Aim 1:
Write out the passage of the article on Hormuz Island's red river from "March 17, 2025" up to and including "and culinary purposes.".
Aim 2:
Continue the article on Hormuz Island's red river, beginning after its final sentence.

Document passage:
River on Iranian island turns blood red in time for Passover

March 17, 2025

2 min read

Red ocean bloody water drops background with sky reflection and circles on dark asphalt. (Source: Shutterstock)

Heavy rainfall on Hormuz Island in the Persian Gulf created blood-red rivers that tumbled over waterfalls, turning the sea bright crimson. 

The location is sparsely inhabited and miles from the Iranian mainland, known locally as Silver and Red Beach. It is no stranger to this phenomenon, which also appeared last year. The volcanic soil on the island contains a high iron oxide content, producing a reddish pigment called Golak by natives. Golak is made into a reddish ochre used for artistic and culinary purposes. 

While the non-believers can dismiss the blood-red waters with explanations based on mineralogy,  the color hints at war as political relations between the US and Iran deteriorate. Trump-ordered airstrikes on the Iranian proxy Houthis killed at least 31 in Yemen. Trump warned the Islamist regime in Iran that if they threatened the United States, “America will hold you fully accountable and, we won’t be nice about it!”

The appearance of a blood-red river is strongly reminiscent of the first plague that led to the Exodus of the Jews from Egypt.

Moshe and Aharon did just as Hashem commanded: he lifted up the rod and struck the water in the Nile in the sight of Pharaoh and his courtiers, and all the water in the Nile was turned into blood Exodus 7:20

Jews will be reviewing the plagues in just a few weeks at the Passover seder.

Extracted information:
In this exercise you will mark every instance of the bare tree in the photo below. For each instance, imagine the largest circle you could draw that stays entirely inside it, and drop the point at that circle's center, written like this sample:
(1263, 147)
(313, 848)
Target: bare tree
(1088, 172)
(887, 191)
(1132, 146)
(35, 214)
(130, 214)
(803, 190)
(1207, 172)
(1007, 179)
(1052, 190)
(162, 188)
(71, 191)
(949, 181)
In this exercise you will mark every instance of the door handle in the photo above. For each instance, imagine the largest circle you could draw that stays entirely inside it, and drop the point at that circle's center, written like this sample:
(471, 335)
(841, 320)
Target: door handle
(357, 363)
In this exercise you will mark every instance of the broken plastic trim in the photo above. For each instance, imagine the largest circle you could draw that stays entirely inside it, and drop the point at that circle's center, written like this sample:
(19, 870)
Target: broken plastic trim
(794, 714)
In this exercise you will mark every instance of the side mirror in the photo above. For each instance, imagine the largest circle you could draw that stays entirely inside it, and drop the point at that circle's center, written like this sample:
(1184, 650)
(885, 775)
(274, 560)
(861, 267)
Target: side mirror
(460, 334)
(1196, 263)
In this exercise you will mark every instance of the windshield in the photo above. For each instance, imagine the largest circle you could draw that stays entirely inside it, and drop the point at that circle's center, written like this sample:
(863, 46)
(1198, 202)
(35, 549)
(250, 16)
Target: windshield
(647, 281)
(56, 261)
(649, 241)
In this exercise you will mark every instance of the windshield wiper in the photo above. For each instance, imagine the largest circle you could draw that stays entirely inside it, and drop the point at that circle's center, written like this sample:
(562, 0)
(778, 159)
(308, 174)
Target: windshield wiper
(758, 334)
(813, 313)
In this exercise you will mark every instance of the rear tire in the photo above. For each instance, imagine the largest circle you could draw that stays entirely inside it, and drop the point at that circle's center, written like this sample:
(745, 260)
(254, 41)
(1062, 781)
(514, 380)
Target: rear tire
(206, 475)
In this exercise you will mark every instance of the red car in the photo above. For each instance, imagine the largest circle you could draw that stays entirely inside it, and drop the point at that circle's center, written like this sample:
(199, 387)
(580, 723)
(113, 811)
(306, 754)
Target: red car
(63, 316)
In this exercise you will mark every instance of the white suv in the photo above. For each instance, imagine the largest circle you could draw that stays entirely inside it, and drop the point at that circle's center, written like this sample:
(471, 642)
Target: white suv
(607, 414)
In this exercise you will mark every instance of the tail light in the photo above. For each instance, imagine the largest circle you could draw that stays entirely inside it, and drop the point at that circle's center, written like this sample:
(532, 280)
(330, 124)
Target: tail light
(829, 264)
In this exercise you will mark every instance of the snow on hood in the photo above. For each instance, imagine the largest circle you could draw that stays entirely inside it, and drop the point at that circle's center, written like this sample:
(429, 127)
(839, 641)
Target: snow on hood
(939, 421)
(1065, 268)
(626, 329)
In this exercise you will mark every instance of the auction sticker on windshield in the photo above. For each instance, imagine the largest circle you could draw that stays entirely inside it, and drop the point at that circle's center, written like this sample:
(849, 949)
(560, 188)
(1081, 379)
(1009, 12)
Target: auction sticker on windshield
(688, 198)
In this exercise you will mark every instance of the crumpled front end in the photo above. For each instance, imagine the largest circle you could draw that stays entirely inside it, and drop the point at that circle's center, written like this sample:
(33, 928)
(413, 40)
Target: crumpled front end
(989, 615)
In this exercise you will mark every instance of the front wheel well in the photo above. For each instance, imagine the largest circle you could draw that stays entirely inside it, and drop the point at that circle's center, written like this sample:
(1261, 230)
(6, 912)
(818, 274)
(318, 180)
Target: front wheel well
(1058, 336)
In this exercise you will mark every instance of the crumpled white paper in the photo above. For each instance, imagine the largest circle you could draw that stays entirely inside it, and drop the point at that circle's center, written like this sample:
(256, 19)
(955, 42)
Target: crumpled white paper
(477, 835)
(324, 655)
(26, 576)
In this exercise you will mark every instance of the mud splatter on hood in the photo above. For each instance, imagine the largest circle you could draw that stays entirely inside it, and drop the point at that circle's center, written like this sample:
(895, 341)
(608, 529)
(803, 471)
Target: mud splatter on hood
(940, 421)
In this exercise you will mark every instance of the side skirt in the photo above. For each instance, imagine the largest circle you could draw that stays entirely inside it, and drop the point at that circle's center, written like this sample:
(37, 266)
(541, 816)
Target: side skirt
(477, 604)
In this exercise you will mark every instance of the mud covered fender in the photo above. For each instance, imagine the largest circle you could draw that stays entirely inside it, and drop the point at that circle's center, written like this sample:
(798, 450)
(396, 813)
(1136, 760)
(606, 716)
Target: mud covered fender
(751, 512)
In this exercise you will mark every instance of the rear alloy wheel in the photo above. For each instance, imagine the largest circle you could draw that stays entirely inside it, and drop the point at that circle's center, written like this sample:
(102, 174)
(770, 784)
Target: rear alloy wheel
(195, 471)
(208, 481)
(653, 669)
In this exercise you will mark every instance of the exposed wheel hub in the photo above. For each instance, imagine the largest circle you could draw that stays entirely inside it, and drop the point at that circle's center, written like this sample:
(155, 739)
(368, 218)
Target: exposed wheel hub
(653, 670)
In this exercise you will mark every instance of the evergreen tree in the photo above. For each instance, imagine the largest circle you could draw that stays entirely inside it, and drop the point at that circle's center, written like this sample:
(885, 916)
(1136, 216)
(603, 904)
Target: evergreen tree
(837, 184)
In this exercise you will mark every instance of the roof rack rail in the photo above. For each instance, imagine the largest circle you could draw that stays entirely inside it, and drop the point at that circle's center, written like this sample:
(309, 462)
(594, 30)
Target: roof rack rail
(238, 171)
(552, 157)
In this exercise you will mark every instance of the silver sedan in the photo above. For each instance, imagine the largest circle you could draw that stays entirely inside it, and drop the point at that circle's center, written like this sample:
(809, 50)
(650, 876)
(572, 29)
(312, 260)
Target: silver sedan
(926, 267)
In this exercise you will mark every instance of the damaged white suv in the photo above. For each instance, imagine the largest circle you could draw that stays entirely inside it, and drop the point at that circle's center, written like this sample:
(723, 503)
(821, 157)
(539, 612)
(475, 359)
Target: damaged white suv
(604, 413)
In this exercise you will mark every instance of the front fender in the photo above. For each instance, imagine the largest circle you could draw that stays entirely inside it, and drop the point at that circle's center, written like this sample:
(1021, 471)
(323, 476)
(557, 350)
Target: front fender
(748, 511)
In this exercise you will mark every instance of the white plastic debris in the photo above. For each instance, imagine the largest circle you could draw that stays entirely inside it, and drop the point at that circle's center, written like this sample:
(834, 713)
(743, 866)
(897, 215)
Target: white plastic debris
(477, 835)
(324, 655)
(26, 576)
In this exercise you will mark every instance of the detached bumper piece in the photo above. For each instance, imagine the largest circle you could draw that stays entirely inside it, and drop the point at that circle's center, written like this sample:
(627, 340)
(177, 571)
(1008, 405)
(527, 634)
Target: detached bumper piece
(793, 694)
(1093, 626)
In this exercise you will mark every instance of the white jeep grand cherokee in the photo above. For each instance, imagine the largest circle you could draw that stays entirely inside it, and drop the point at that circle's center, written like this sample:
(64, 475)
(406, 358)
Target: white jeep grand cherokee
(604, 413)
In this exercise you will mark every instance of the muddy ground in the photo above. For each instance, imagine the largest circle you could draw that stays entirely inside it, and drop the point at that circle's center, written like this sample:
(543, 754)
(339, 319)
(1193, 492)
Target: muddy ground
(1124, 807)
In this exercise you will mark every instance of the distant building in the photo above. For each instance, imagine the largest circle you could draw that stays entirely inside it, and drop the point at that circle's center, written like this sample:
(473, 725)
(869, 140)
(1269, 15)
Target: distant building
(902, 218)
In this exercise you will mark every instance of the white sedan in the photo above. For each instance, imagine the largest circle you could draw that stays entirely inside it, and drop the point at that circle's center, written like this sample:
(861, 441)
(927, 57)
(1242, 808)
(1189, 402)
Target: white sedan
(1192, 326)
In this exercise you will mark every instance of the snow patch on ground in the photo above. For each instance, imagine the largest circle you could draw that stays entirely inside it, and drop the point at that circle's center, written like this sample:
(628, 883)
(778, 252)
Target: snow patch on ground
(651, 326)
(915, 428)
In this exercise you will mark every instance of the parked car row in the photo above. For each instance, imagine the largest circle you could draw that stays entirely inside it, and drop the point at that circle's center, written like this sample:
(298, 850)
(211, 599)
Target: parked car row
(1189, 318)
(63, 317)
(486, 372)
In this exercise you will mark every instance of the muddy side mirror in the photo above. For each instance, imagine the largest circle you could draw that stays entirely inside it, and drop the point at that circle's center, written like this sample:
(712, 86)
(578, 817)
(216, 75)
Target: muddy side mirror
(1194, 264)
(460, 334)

Result 1:
March 17, 2025

2 min read

Red ocean bloody water drops background with sky reflection and circles on dark asphalt. (Source: Shutterstock)

Heavy rainfall on Hormuz Island in the Persian Gulf created blood-red rivers that tumbled over waterfalls, turning the sea bright crimson. 

The location is sparsely inhabited and miles from the Iranian mainland, known locally as Silver and Red Beach. It is no stranger to this phenomenon, which also appeared last year. The volcanic soil on the island contains a high iron oxide content, producing a reddish pigment called Golak by natives. Golak is made into a reddish ochre used for artistic and culinary purposes.

Result 2:
According to Jewish tradition and based on a verse in Micah, the ten plagues will reappear before the Messiah. 

I will show him wondrous deeds As in the days when You sallied forth from the land of Egypt. Micah 7:15

Jewish sources predict that the ten plagues will reappear in the final Redemption but in even more powerful forms. It is written in Midrash Tanchuma, homiletic teachings collected around the fifth century, that “just as God struck the Egyptians with 10 plagues, so too He will strike the enemies of the Jewish people at the time of the Redemption.”

Nahmanides, a prominent 12th-century Torah scholar from Spain, wrote in his commentary on the plagues that the primary reason God punished the Egyptians was not for enslaving the Israelite people but for dismissing God and his influence in their lives.

This concept was explained by Rabbi Bahya ben Asher, a 13th-century Spanish commentator, who wrote, “In Egypt, God used only part of His strength. When the final redemption comes, God will show much more His power.”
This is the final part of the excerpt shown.